PROVIDED PASSAGE ->
Creating separate debate tournaments reinforces gender stereotypes

Harmful gender stereotypes are all around us. And while these can be damaging and create inequalities, not all solutions to this problem are productive.

The GW Parliamentary Debate Society announced last week that its second tournament of the academic year will be strictly for women and transgender individuals. The tournament is the first time in the national organization’s history that women and gender minorities have been given their own space to debate.

The new tournaments were created with the goal of empowering women and transgender individuals by giving them a safe space to debate. While the premise of the tournament is admirable, creating gender-separate institutions to combat gender inequality takes men out of debates without actually holding them responsible for their toxic actions.

If men aren’t present to address the issue, don’t even for a second have to consider giving up their privilege and get to “sit this one out” – then women and gender minorities will remain marginalized.

Debate tournaments are model scenarios for gender stereotypes to play out. Individuals are tasked with laying out their opinion on a certain topic and then go back and forth with their opponent to defend their position. While men may be lauded for standing their ground and even being slightly aggressive in proposing their viewpoint, women are often painted as combative or rude no matter what their debating style is.

WORK INSTRUCTIONS -> Write out the debate tournament article from "Creating separate debate" up to and including "their toxic actions.". The rows have no connection to the debate tournament article.

ENTRIES SHOWN ->
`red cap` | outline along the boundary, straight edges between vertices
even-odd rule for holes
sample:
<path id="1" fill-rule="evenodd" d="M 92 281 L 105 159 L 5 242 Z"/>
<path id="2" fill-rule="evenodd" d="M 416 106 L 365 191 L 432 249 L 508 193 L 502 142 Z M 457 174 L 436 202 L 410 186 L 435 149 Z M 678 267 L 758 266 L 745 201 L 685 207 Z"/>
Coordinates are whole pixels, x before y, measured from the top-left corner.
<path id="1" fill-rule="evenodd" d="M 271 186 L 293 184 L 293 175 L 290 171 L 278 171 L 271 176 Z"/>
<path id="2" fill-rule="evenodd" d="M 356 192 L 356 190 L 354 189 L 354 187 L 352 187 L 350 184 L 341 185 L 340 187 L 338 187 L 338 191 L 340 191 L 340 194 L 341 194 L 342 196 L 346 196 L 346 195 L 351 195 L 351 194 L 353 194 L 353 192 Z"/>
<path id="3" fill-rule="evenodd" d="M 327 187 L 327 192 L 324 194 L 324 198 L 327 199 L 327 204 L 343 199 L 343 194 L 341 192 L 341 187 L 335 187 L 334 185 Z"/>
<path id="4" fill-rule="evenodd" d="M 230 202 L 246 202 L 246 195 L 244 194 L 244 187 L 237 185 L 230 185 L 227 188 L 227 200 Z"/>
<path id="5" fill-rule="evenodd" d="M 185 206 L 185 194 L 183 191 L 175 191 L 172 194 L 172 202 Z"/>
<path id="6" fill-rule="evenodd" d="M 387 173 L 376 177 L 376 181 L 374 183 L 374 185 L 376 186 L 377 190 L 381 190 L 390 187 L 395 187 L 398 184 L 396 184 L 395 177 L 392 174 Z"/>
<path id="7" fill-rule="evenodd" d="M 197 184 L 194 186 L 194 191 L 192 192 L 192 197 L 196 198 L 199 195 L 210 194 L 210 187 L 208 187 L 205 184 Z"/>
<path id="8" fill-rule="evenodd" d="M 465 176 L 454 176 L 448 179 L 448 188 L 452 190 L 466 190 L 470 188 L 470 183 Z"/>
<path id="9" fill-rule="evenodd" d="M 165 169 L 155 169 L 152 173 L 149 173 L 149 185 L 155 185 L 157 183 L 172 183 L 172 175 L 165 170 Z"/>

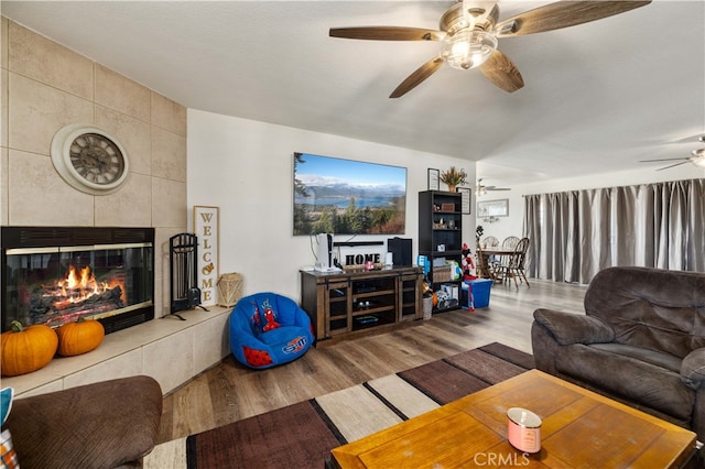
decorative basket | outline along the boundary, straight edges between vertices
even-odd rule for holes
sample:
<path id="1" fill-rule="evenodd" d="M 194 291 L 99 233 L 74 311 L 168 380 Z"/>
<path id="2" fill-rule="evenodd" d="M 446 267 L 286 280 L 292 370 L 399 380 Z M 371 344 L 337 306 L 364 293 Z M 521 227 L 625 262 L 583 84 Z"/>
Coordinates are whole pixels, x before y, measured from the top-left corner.
<path id="1" fill-rule="evenodd" d="M 242 275 L 227 273 L 218 277 L 218 306 L 230 307 L 242 297 Z"/>
<path id="2" fill-rule="evenodd" d="M 449 282 L 451 281 L 451 265 L 443 268 L 433 268 L 433 282 Z"/>
<path id="3" fill-rule="evenodd" d="M 431 319 L 433 316 L 433 298 L 431 296 L 423 297 L 423 318 Z"/>

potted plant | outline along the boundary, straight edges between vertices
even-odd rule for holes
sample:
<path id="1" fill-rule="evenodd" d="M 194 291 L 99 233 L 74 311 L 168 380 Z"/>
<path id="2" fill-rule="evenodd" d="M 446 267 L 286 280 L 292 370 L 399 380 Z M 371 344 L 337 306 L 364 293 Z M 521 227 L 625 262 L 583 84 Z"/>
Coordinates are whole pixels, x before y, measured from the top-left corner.
<path id="1" fill-rule="evenodd" d="M 465 184 L 467 179 L 467 173 L 465 170 L 456 170 L 455 166 L 451 166 L 448 171 L 441 173 L 441 182 L 448 185 L 448 190 L 455 192 L 455 186 Z"/>

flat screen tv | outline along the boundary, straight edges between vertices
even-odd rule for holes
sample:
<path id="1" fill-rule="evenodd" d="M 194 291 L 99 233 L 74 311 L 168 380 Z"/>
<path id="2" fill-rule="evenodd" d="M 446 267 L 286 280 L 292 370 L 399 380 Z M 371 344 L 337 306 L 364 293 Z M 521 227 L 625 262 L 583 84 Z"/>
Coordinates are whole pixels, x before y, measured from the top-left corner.
<path id="1" fill-rule="evenodd" d="M 406 168 L 294 153 L 294 236 L 403 234 Z"/>

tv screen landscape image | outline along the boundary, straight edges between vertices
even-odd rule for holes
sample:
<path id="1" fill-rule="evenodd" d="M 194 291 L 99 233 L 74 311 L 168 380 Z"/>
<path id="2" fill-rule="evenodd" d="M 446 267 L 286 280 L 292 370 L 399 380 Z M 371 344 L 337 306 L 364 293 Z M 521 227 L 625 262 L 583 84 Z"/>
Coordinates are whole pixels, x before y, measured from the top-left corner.
<path id="1" fill-rule="evenodd" d="M 294 234 L 403 234 L 406 168 L 294 153 Z"/>

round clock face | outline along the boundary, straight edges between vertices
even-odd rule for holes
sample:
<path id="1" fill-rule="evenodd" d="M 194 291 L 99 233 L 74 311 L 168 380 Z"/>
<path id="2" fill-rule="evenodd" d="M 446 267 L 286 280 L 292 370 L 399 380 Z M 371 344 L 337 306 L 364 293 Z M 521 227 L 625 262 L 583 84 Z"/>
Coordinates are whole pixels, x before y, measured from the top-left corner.
<path id="1" fill-rule="evenodd" d="M 111 140 L 97 133 L 76 137 L 69 148 L 70 163 L 86 181 L 107 185 L 124 173 L 124 155 Z"/>
<path id="2" fill-rule="evenodd" d="M 111 194 L 129 175 L 127 154 L 120 143 L 93 126 L 72 124 L 56 132 L 52 162 L 64 181 L 88 194 Z"/>

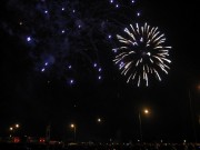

ANSWER SPACE ->
Creating separate debate tournaments reinforces gender stereotypes

Harmful gender stereotypes are all around us. And while these can be damaging and create inequalities, not all solutions to this problem are productive.

The GW Parliamentary Debate Society announced last week that its second tournament of the academic year will be strictly for women and transgender individuals. The tournament is the first time in the national organization’s history that women and gender minorities have been given their own space to debate.

The new tournaments were created with the goal of empowering women and transgender individuals by giving them a safe space to debate. While the premise of the tournament is admirable, creating gender-separate institutions to combat gender inequality takes men out of debates without actually holding them responsible for their toxic actions.